#### [DIRECTIVE]
Only the lines from the one containing "the building facade" to the end of the material are to be copied, exactly and in full; images stay out.
____ DATA ROWS
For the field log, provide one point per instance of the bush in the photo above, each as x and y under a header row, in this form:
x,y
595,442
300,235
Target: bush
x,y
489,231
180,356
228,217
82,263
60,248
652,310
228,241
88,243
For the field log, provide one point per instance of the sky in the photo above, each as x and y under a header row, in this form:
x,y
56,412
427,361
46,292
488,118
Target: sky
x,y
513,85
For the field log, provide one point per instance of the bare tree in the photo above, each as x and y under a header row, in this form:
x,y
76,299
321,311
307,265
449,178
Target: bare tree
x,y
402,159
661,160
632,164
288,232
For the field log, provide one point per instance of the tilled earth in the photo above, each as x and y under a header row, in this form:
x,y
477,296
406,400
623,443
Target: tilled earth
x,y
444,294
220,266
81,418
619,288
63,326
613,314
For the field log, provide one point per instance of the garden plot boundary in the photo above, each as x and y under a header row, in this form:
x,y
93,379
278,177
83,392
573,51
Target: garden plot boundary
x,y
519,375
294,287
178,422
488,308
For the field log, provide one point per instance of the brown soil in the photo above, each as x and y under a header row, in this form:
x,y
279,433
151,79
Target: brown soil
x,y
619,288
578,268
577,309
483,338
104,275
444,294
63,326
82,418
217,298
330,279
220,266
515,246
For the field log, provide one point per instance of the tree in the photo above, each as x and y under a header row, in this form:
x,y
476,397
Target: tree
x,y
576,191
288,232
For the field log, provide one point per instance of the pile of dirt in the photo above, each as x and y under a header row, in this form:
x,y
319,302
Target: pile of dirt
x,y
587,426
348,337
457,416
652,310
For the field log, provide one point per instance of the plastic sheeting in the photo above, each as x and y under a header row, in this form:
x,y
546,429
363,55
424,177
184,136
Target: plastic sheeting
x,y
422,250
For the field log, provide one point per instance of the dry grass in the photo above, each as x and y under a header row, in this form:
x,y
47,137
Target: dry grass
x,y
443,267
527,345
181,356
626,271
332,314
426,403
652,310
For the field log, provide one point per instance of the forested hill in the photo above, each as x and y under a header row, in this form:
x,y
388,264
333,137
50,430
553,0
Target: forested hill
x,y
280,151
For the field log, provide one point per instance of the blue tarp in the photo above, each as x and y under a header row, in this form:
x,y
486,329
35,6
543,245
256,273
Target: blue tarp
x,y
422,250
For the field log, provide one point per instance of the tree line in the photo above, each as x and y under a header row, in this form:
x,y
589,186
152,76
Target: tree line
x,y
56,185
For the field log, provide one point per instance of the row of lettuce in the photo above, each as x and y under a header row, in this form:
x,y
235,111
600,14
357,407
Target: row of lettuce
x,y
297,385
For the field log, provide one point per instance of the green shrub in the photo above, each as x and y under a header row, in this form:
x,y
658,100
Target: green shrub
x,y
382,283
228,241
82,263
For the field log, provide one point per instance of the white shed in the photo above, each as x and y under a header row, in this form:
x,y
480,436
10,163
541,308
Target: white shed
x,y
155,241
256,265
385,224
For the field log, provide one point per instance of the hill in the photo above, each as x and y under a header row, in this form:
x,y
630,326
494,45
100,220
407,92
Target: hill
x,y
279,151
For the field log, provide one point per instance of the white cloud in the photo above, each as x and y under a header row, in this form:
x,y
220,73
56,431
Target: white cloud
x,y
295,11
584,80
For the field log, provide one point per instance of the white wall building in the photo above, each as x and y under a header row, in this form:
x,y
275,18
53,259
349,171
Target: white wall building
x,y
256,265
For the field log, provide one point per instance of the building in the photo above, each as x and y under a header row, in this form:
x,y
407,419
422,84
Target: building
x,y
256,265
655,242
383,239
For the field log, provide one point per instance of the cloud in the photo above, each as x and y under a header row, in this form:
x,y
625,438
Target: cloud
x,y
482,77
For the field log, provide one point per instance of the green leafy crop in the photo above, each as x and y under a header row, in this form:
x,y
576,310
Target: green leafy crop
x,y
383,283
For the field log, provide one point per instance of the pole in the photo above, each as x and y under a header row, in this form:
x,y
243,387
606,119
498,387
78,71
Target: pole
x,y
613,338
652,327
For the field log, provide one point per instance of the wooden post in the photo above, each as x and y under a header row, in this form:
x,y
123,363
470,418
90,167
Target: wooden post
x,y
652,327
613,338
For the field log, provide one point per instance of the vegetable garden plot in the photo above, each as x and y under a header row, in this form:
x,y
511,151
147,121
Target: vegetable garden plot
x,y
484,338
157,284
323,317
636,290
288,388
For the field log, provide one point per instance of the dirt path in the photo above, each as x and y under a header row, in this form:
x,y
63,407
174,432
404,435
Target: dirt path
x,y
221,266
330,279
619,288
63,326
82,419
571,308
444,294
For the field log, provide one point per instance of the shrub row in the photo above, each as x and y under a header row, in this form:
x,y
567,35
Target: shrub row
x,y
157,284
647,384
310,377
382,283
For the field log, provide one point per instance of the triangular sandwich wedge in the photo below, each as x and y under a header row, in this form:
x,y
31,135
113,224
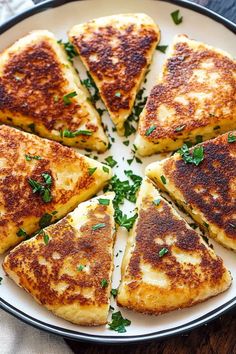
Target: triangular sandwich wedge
x,y
117,50
167,265
193,99
40,92
41,181
207,190
68,266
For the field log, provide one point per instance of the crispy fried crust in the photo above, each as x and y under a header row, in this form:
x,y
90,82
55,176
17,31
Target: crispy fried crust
x,y
206,191
35,75
117,51
195,96
190,272
69,171
51,274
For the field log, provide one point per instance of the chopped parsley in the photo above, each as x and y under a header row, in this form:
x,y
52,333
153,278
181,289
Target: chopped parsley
x,y
80,268
118,323
126,142
31,157
91,86
110,161
180,128
72,134
162,252
43,189
157,201
70,50
196,157
67,98
104,201
105,169
45,220
45,238
114,292
21,233
162,48
231,138
199,139
163,179
91,170
150,130
98,226
104,283
176,17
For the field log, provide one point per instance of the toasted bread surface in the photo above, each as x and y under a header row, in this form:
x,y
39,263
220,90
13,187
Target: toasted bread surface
x,y
41,93
207,191
117,50
28,166
194,99
167,265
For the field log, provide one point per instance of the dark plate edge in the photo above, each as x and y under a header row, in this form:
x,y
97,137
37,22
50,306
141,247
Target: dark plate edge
x,y
116,339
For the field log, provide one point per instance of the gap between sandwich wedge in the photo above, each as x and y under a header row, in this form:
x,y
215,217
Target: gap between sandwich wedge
x,y
167,265
116,51
67,267
41,92
41,181
202,181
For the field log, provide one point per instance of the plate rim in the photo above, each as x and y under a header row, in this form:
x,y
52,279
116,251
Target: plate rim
x,y
101,339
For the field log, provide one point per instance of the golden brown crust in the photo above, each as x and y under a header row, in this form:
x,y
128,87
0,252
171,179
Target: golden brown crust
x,y
196,91
35,79
209,187
69,171
167,265
62,255
117,50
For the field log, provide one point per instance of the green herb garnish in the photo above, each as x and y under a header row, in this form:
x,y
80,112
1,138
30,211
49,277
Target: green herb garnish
x,y
43,189
114,292
45,220
162,48
150,130
67,98
176,17
157,201
118,323
162,252
104,283
104,201
110,161
180,128
45,238
31,157
195,158
70,50
163,179
80,268
72,134
98,226
231,138
22,233
105,169
123,220
91,170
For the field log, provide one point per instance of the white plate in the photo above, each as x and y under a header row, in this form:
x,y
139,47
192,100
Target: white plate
x,y
58,17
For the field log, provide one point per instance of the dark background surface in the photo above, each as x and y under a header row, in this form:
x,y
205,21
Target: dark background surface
x,y
218,337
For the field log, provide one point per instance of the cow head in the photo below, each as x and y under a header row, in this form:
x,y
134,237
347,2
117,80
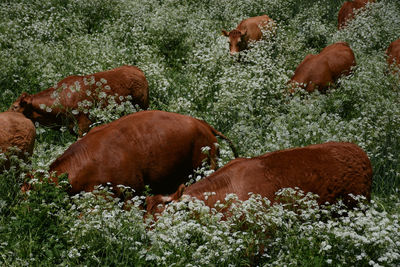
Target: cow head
x,y
237,40
156,204
22,104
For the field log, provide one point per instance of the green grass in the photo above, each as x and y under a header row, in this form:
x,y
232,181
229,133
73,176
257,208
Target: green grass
x,y
179,46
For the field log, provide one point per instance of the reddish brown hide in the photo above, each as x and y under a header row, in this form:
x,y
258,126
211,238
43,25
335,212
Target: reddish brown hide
x,y
123,81
154,148
248,30
320,71
346,12
16,131
393,54
332,170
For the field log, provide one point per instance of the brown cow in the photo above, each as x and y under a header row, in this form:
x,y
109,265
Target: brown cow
x,y
54,107
393,53
332,170
346,12
154,148
248,30
16,131
320,71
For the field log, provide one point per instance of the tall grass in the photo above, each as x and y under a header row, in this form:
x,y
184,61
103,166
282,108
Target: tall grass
x,y
179,46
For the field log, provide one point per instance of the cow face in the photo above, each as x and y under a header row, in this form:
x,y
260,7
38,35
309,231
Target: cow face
x,y
237,40
156,204
21,104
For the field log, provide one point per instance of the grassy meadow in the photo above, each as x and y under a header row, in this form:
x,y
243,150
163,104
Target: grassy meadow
x,y
179,46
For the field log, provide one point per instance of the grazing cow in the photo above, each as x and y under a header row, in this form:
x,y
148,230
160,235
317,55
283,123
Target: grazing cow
x,y
393,53
154,148
320,71
248,30
332,170
56,106
16,131
346,12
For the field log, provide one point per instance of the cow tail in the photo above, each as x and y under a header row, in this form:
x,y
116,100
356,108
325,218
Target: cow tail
x,y
217,133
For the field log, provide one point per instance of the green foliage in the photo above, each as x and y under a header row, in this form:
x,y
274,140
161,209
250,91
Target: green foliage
x,y
186,61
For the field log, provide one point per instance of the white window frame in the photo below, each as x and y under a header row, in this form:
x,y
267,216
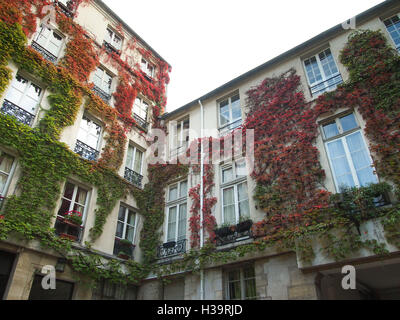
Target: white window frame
x,y
104,72
177,143
176,203
342,136
322,72
9,175
125,223
49,39
30,82
113,36
142,103
71,205
242,281
235,182
135,149
144,65
232,121
390,35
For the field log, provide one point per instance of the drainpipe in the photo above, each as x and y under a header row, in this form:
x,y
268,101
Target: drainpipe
x,y
201,197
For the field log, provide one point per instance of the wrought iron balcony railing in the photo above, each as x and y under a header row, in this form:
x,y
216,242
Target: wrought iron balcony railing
x,y
326,85
133,177
123,249
86,151
140,121
22,115
106,97
45,53
110,48
170,249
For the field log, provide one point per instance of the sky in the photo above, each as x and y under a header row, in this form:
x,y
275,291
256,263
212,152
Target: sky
x,y
210,42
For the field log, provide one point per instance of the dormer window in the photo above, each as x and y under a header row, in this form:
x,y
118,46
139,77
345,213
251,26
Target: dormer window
x,y
147,68
48,43
113,41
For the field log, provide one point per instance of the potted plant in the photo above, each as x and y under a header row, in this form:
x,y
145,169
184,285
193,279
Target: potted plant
x,y
244,224
73,217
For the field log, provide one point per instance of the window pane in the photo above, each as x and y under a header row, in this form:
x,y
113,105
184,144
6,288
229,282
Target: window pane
x,y
361,160
341,168
330,130
348,122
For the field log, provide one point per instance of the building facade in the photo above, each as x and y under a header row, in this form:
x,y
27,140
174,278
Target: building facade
x,y
116,215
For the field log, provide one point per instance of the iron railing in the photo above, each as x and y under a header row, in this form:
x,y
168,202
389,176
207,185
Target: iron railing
x,y
22,115
171,249
44,52
133,177
86,151
326,85
106,97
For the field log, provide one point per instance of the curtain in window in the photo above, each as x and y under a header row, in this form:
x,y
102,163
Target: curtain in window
x,y
361,160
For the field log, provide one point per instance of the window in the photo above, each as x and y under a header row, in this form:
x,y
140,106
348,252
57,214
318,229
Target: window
x,y
176,212
22,100
140,109
147,68
322,73
49,40
179,137
113,39
106,290
347,152
230,113
74,198
241,284
88,142
103,80
235,199
393,27
6,168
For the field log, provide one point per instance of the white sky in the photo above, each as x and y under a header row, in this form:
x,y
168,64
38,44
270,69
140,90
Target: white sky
x,y
210,42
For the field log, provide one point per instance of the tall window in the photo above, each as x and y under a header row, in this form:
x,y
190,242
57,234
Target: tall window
x,y
176,212
241,284
102,80
113,39
6,166
147,68
393,27
88,143
348,154
230,113
49,40
322,72
140,108
22,99
74,198
179,137
235,199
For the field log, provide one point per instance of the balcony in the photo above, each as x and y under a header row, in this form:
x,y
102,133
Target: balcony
x,y
68,230
133,177
171,249
235,233
141,122
106,97
22,115
110,48
123,249
45,53
86,151
327,85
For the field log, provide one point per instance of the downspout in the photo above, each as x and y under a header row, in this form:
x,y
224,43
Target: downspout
x,y
201,196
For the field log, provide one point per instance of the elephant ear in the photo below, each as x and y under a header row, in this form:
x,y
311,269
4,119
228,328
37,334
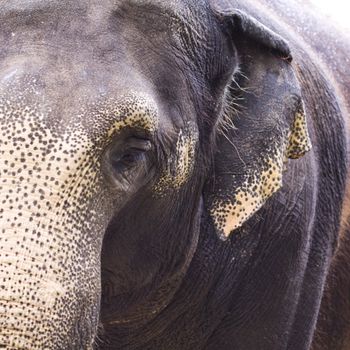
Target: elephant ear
________
#### [CORRECT RESULT]
For the field log, provide one point per instance of the building facade in the photo above, each as x and y under a header row, in this form:
x,y
27,140
174,278
Target: building facade
x,y
116,215
For the field log, provide one point per instance of the iron railing in the photo above, each as x and y under a header row, in this form:
x,y
168,202
389,176
207,185
Target: iron railing
x,y
22,115
171,249
44,52
133,177
86,151
326,85
106,97
For the field log, provide one point per instance of the curtain in window in the photo above, each as x and y under a header row, in this form:
x,y
102,163
Target: curtain in window
x,y
361,160
For the field log, provide one point per instance of the window in the photo above, each as x and y under a header row, in this form:
x,y
140,106
348,252
57,214
318,229
Target: window
x,y
176,212
22,100
140,109
147,68
322,73
49,40
179,137
113,39
106,290
347,152
230,113
74,198
241,284
88,142
103,80
235,199
393,27
6,168
For the field log, provide one point per instance of the white sky in the photo above, each as x and y under a header row, in this form:
x,y
168,64
38,44
270,69
140,90
Target: white sky
x,y
210,42
For the field log, provide one point per instance of the tall window in the photo above, each as x and y under a header row, in this form:
x,y
190,242
57,234
Target: tall window
x,y
176,212
241,284
102,80
113,39
6,166
147,68
393,27
88,143
348,154
230,113
49,40
322,72
140,108
22,99
74,198
179,137
235,199
For the field log, provide one point per instance of the balcony in the photo above, each as x and y under a header row, in this form:
x,y
102,133
Target: balcony
x,y
68,230
133,177
171,249
235,233
141,122
106,97
22,115
110,48
123,249
45,53
86,151
327,85
For the field log, provide one point per instance of the downspout in the photo above, each as x and y under a header row, in this form:
x,y
224,43
Target: downspout
x,y
201,196
For the field log, provide one point per instance of the elephant ear in the photo below, each as x and y under a header row, in this form:
x,y
311,269
4,119
228,328
37,334
Target: elephant ear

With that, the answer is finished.